> EXERCISE DESCRIPTION:
Copy the records below word for word, leaving out the pictures.

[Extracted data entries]
--- begin ---

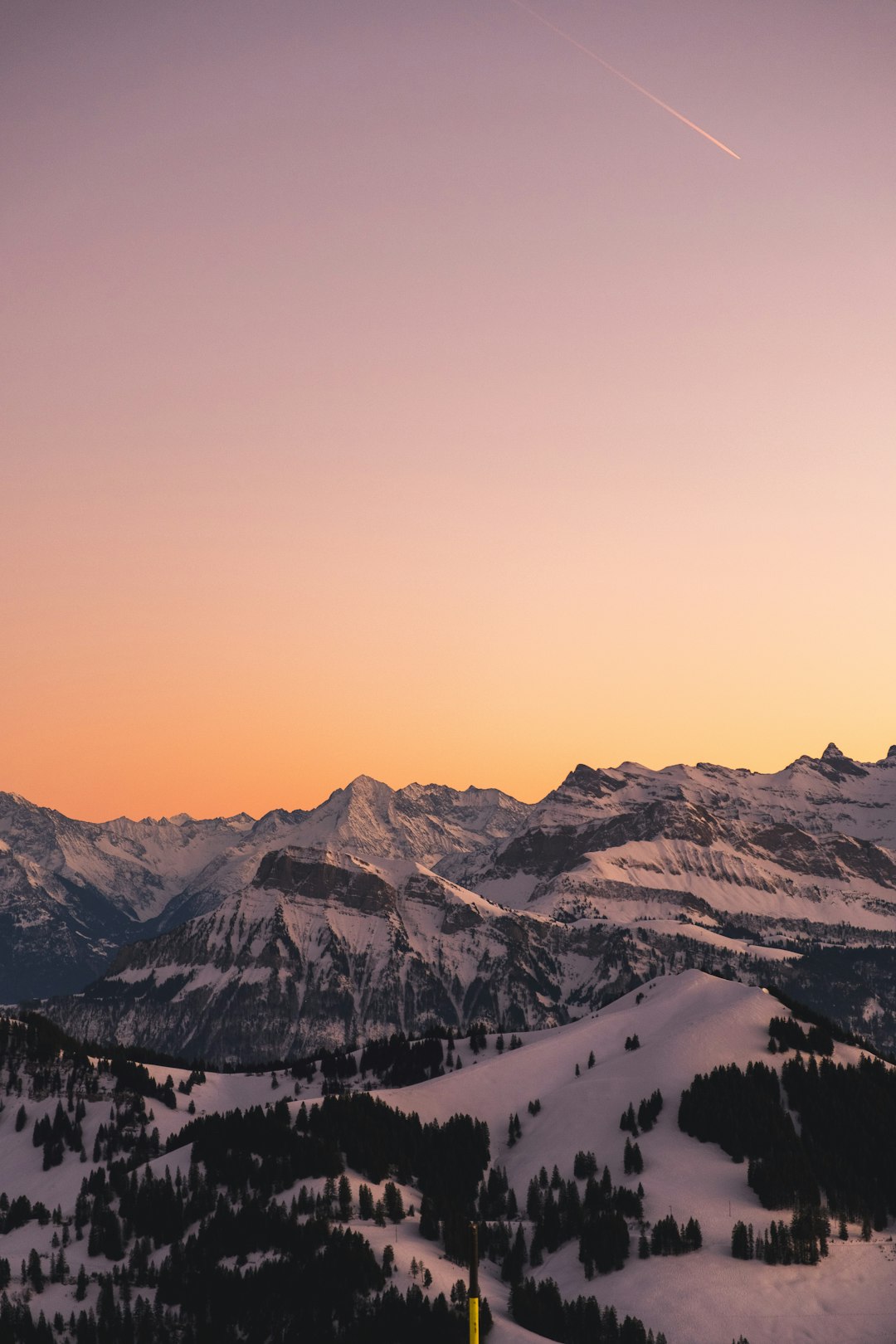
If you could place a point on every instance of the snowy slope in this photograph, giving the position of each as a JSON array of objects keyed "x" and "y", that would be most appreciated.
[
  {"x": 73, "y": 891},
  {"x": 811, "y": 843},
  {"x": 687, "y": 1025},
  {"x": 324, "y": 947}
]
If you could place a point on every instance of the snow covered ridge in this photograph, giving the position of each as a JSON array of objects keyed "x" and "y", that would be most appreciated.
[
  {"x": 540, "y": 908},
  {"x": 73, "y": 891},
  {"x": 568, "y": 1086}
]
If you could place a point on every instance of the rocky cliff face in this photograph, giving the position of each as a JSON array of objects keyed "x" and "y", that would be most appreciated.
[
  {"x": 382, "y": 910},
  {"x": 73, "y": 891},
  {"x": 324, "y": 947}
]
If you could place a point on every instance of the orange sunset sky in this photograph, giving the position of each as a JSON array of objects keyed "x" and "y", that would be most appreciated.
[{"x": 391, "y": 390}]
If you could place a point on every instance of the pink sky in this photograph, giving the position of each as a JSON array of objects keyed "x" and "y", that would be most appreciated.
[{"x": 391, "y": 388}]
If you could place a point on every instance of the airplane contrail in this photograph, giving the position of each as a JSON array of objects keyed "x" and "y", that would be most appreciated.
[{"x": 621, "y": 75}]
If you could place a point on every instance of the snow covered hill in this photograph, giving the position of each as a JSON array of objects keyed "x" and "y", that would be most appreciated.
[
  {"x": 73, "y": 891},
  {"x": 614, "y": 875},
  {"x": 685, "y": 1025},
  {"x": 323, "y": 947}
]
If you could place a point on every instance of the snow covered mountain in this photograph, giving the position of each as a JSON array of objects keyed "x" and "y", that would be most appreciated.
[
  {"x": 73, "y": 891},
  {"x": 324, "y": 947},
  {"x": 614, "y": 875},
  {"x": 568, "y": 1086},
  {"x": 802, "y": 850}
]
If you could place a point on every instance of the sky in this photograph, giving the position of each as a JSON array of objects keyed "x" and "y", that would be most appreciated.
[{"x": 391, "y": 388}]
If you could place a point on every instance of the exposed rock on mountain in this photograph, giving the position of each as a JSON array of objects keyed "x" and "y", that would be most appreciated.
[
  {"x": 325, "y": 947},
  {"x": 73, "y": 891}
]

--- end ---

> SOLVED PROBLEM:
If you could place a point on every instance of the snowy slope in this photograph, giving the position of each as a JSON array of objects keyed "x" and "y", that would be most appreciated.
[
  {"x": 73, "y": 891},
  {"x": 811, "y": 843},
  {"x": 687, "y": 1025},
  {"x": 324, "y": 947}
]
If you could place a point on every instance of the snow covered ridge in this photograph, giving the position of each as a JSON array of objects keyed "x" and "y", that would be most appreciated.
[
  {"x": 540, "y": 908},
  {"x": 73, "y": 891},
  {"x": 568, "y": 1086}
]
If you could place a point on every instance of the rocky cliff face in this photograph, giving the position of each as a JSON array of objects keyed "x" and "y", that would be most appreciated.
[
  {"x": 382, "y": 910},
  {"x": 73, "y": 891},
  {"x": 324, "y": 947}
]
If you could place a point on every instance of the orange sunset sky in this photograph, giving the position of each as a JSON array of objects keyed "x" and "y", that would be most appreciated.
[{"x": 391, "y": 390}]
If you could place a point on every instance of the pink sky in this photograph, giving the position of each as a JSON array of objects keyed "x" and "y", that would be most appreciated.
[{"x": 391, "y": 388}]
If you could place a point on every instance of the airplane contrail in this photograph, giving the position of each as a JSON array of objects keyed "x" and "y", that would be most appreciated.
[{"x": 621, "y": 75}]
If you could place a point on every instance of the snow covered hill in this photograph, giving the position of each as a JSON array of objects keyed "x" and "y", that would be most appreciated.
[
  {"x": 73, "y": 891},
  {"x": 614, "y": 875},
  {"x": 685, "y": 1025},
  {"x": 323, "y": 947}
]
If you could place a point on every instance of the snow covered mountain in this photograph, giving the position of each as a JSON array of objects keyed "x" and "y", that would be most appreciated.
[
  {"x": 73, "y": 891},
  {"x": 324, "y": 947},
  {"x": 614, "y": 875},
  {"x": 568, "y": 1086},
  {"x": 802, "y": 850}
]
If you could place a point on every instance of the sky in this photograph, giving the position of each as a JSON array of objects keyed "x" and "y", that would be most appreciated.
[{"x": 391, "y": 388}]
If you could place a point on every instance of the exposed rock on mountain in this photograph, giving the position of each as a JSON array of objects keyed "x" and "y", that would be most appreciated.
[
  {"x": 325, "y": 947},
  {"x": 73, "y": 891}
]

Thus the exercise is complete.